> **WHAT TO WORK ON**:
When you answer, give every record back exactly as written.

BEGIN EXTRACTED DATA

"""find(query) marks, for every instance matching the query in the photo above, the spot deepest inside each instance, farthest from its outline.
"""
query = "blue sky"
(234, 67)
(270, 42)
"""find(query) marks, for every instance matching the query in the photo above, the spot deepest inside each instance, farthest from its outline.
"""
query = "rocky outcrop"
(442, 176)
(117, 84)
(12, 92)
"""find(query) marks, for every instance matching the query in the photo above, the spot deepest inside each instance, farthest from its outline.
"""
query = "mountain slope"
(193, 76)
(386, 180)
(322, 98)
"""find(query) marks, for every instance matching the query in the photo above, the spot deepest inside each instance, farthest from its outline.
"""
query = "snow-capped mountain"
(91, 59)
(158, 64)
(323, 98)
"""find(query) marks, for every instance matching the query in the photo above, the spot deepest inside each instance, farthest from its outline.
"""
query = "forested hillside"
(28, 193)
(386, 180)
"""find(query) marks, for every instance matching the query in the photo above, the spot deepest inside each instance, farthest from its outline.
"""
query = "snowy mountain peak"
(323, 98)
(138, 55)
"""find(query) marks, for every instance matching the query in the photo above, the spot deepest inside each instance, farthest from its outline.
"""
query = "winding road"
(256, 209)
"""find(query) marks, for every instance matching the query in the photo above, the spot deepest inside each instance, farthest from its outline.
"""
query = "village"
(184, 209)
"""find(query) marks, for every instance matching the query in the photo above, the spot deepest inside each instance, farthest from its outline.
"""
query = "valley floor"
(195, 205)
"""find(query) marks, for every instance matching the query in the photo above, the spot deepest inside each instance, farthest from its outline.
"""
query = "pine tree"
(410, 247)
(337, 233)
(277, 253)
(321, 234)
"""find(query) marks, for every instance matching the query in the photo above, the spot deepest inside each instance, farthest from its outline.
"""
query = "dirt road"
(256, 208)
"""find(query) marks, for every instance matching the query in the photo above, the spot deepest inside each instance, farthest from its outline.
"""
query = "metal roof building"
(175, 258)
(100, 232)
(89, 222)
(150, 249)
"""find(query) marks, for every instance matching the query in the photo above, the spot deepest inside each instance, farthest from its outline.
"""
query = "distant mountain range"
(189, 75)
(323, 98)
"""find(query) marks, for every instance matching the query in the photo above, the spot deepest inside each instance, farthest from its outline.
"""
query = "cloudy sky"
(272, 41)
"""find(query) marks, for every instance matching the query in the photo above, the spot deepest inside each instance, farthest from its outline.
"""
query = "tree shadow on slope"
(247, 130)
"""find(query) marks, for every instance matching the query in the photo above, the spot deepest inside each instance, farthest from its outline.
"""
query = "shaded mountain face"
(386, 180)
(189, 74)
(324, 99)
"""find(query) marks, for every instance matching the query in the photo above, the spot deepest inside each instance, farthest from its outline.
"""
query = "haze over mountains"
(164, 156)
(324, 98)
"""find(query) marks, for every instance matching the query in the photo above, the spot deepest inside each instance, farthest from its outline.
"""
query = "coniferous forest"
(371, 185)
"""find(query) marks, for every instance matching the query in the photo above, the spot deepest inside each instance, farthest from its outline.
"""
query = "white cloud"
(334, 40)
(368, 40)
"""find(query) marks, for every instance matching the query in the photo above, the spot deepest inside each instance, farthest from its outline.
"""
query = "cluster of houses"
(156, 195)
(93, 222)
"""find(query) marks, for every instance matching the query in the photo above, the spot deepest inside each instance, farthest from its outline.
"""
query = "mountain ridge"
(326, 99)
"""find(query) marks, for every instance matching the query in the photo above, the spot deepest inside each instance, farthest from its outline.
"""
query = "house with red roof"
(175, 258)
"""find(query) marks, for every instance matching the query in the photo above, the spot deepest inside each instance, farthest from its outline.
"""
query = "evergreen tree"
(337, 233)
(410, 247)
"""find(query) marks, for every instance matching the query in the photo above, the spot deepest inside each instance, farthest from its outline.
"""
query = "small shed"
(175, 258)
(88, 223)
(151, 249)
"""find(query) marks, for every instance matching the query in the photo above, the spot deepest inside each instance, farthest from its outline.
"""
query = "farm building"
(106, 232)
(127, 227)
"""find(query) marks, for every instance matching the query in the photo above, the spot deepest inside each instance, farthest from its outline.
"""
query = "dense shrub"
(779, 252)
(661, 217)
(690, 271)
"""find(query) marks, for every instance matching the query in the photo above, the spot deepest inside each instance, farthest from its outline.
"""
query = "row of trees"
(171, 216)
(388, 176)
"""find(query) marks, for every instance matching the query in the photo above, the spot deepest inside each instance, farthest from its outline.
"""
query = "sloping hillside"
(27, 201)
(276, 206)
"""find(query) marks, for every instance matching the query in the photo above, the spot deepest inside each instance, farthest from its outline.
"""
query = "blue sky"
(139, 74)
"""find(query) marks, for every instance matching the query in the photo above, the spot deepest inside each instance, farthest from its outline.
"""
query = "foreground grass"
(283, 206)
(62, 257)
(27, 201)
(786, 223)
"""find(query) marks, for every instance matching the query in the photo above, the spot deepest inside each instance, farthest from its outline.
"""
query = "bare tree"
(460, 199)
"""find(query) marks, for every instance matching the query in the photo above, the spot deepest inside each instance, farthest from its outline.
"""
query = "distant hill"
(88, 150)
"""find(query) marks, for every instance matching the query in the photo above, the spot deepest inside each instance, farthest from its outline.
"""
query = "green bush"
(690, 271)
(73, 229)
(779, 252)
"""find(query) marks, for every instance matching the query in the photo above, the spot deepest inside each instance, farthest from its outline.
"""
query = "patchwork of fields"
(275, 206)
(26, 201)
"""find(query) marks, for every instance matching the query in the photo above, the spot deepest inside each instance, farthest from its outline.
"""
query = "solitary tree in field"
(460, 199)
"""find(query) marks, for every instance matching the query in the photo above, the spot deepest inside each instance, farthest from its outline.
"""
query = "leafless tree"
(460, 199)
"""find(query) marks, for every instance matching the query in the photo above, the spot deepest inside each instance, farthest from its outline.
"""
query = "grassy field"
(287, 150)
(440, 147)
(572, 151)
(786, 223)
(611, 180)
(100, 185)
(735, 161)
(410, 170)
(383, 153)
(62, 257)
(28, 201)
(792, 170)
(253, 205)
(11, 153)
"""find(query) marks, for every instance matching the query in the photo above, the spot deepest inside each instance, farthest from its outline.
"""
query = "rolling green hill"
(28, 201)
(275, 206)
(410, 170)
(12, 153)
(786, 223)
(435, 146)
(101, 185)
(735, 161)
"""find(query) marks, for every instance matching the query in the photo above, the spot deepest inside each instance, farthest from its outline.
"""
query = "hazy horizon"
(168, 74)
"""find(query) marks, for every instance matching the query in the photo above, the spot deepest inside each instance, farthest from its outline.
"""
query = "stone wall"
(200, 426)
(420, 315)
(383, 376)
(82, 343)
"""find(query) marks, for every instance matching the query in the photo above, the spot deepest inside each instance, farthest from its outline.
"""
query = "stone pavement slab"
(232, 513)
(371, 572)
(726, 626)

END EXTRACTED DATA

> **OUTPUT FOR THIS EXERCISE**:
"""find(query) marks, for every instance matching the query in the photo above, the spot deepest inside each instance, farthest from its outline.
"""
query = "blue sky"
(234, 67)
(270, 42)
"""find(query) marks, for every instance matching the query in the photo above, the spot deepest inside each instance, farthest from its outline.
"""
query = "rocky outcrop"
(442, 176)
(117, 84)
(12, 92)
"""find(query) marks, for every instance matching the query in the photo above, the spot deepest inside each instance, farthest from its outline.
"""
query = "mountain slope"
(193, 76)
(386, 180)
(322, 98)
"""find(query) marks, for every instance matching the query in the photo above, the spot deepest inside each instance, farthest from its outline.
"""
query = "snow-capped mountain"
(91, 59)
(158, 64)
(323, 98)
"""find(query) marks, for every instance matching the query in the photo above, the spot deepest inside each instance, farthest from its outline.
"""
query = "forested hillside"
(28, 193)
(386, 180)
"""find(query) marks, for every instance matching the query in the photo above, the spot deepest inside each instance, farthest from its outline.
"""
query = "snowy mountain peak"
(323, 98)
(138, 55)
"""find(query) marks, for every instance matching the query in the photo above, the spot deepest inside each instance, farthest from its outline.
"""
query = "winding road"
(256, 209)
"""find(query) marks, for every instance matching the query in the photo above, the spot deepest inside each instance, farthest from its outline.
"""
query = "village"
(184, 209)
"""find(query) marks, for every instance matching the query in the photo above, the spot deepest inside each instance, farthest from its outline.
"""
query = "valley floor"
(195, 205)
"""find(query) marks, for every instance matching the query in the photo above, the spot deepest inside each instance, farthest from its outline.
"""
query = "pine tree"
(410, 247)
(337, 233)
(277, 253)
(321, 234)
"""find(query) marks, for every instance matching the query in the photo above, the spot deepest inside each instance, farthest from its outline.
"""
query = "dirt road"
(256, 208)
"""find(query) marks, for every instance matching the query in the photo above, the spot deepest inside each instance, farthest from its outline.
"""
query = "metal roof building"
(175, 258)
(100, 232)
(89, 222)
(150, 249)
"""find(query) marks, for every instance matching the query in the photo above, the spot deepest inside each instance, farthest from its outline.
"""
query = "distant mountain range"
(189, 75)
(323, 98)
"""find(query) marks, for every instance matching the query in the photo above, the spot deepest inside each instance, farthest from its outline.
"""
query = "cloudy sky"
(272, 41)
"""find(query) marks, for every instance matching the query in the photo above, the spot deepest inside each instance, farthest from its outline.
"""
query = "tree shadow on slope"
(247, 130)
"""find(query) marks, for every instance matching the query in the photo above, the spot deepest inside each instance, farthest from its outline.
"""
query = "shaded mountain face"
(386, 180)
(189, 74)
(324, 99)
"""find(query) marks, for every instance matching the query in the photo above, the spot deepest inside each instance, farthest from its outline.
"""
query = "haze over mountains"
(164, 156)
(324, 98)
"""find(query) marks, for every instance matching the query in the photo above, the spot deepest inside each instance, farthest from its outline.
"""
query = "coniferous forest"
(371, 185)
"""find(query) marks, for every instance matching the query in the photo above, the spot deepest inside each instance, farthest from its outline.
"""
query = "white cloud"
(334, 40)
(368, 40)
"""find(query) marks, for every instance matching the query in the photo above, the spot deepest inside each instance, farthest from its outline.
"""
query = "cluster of houses"
(156, 195)
(93, 222)
"""find(query) marks, for every instance matching the query in the photo above, the spot deepest inside each instance, farthest from its outline.
"""
query = "mountain ridge"
(326, 99)
"""find(query) marks, for every instance matching the query in the photo above, the spot deepest inside each instance, farthest from its outline.
"""
query = "house with red roof"
(175, 258)
"""find(query) marks, for every instance matching the query in the photo above, the spot deepest inside each instance, farthest from its outline.
"""
query = "evergreen tree"
(337, 233)
(410, 247)
"""find(query) marks, for every instance matching the query in the photo above, the spot deepest inside each instance, farthest from its outline.
"""
query = "small shed"
(175, 258)
(88, 223)
(151, 249)
"""find(query) marks, for every instance matching the query in the photo above, the spot deepest inside each instance, farthest from its outline.
"""
query = "farm building"
(106, 232)
(127, 227)
"""find(query) marks, for every instance matching the query in the photo above, the spot deepest inside each instance, farthest from its outline.
"""
query = "dense shrub"
(779, 252)
(661, 217)
(690, 271)
"""find(query) marks, for every instance matching the query in the photo above, the spot deepest inside each instance, farthest from its outline.
"""
query = "row of trees"
(171, 216)
(388, 176)
"""find(query) marks, for every instance matching the query in the photo above, the spot deepest inside each instance, farthest from its outline.
"""
query = "sloping hillside"
(27, 201)
(276, 206)
"""find(query) marks, for every instance matching the query in the photo above, the spot deepest inside each instance, farthest from its outline.
"""
query = "blue sky"
(139, 74)
"""find(query) marks, for every instance matching the query in the photo above, the spot deepest inside each instance, farthest from its outline.
"""
query = "foreground grass"
(283, 206)
(62, 257)
(27, 201)
(786, 223)
"""find(query) marks, for every instance matching the query in the photo above, the spot deepest inside each instance, farthest from its outline.
"""
query = "bare tree"
(460, 199)
"""find(query) marks, for every instance matching the query in the photo above, the spot deepest inside each instance, farthest from its outline.
"""
query = "distant hill"
(88, 150)
"""find(query) marks, for every instance matching the query in the photo above, the spot deepest inside each instance, farthest from its outline.
"""
query = "green bush"
(690, 271)
(73, 229)
(779, 252)
"""find(query) marks, for every instance matching the query in the photo above, the spot deepest inside each instance, farthest from its outline.
"""
query = "patchwork of fields"
(275, 206)
(26, 201)
"""find(query) marks, for every instance matching the query in the photo above, the spot deepest inside each instance, farthest from its outline.
"""
query = "solitary tree in field"
(460, 199)
"""find(query) marks, for every instance matching the query in the photo above, the spot deepest inside each instance, farthest from its outline.
"""
query = "leafless tree"
(460, 199)
"""find(query) marks, for every instance matching the query in the photo above, the spot deepest inside each instance, farthest from its outline.
"""
query = "grassy field"
(287, 150)
(440, 147)
(572, 151)
(786, 223)
(611, 180)
(100, 185)
(735, 161)
(410, 170)
(383, 153)
(62, 257)
(28, 201)
(792, 170)
(253, 205)
(11, 153)
"""find(query) marks, for every instance matching the query in the photo above, the spot deepest inside each instance, farthest from its outline.
"""
query = "rolling green hill"
(28, 201)
(275, 206)
(410, 170)
(12, 153)
(786, 223)
(435, 146)
(101, 185)
(735, 161)
"""find(query) marks, for every instance matching the query in the photo above, the spot deepest inside each instance, farthest from its outline.
"""
query = "hazy horizon"
(168, 74)
"""find(query) marks, for every instance matching the query in the photo above, the spot deepest inside each instance, farthest from its outline.
"""
query = "stone wall"
(200, 426)
(420, 315)
(383, 376)
(82, 343)
"""find(query) marks, for every instance matching the query in the photo above, the spot deepest inside each instance, farthest from its outline.
"""
query = "stone pavement slab"
(232, 513)
(371, 572)
(726, 626)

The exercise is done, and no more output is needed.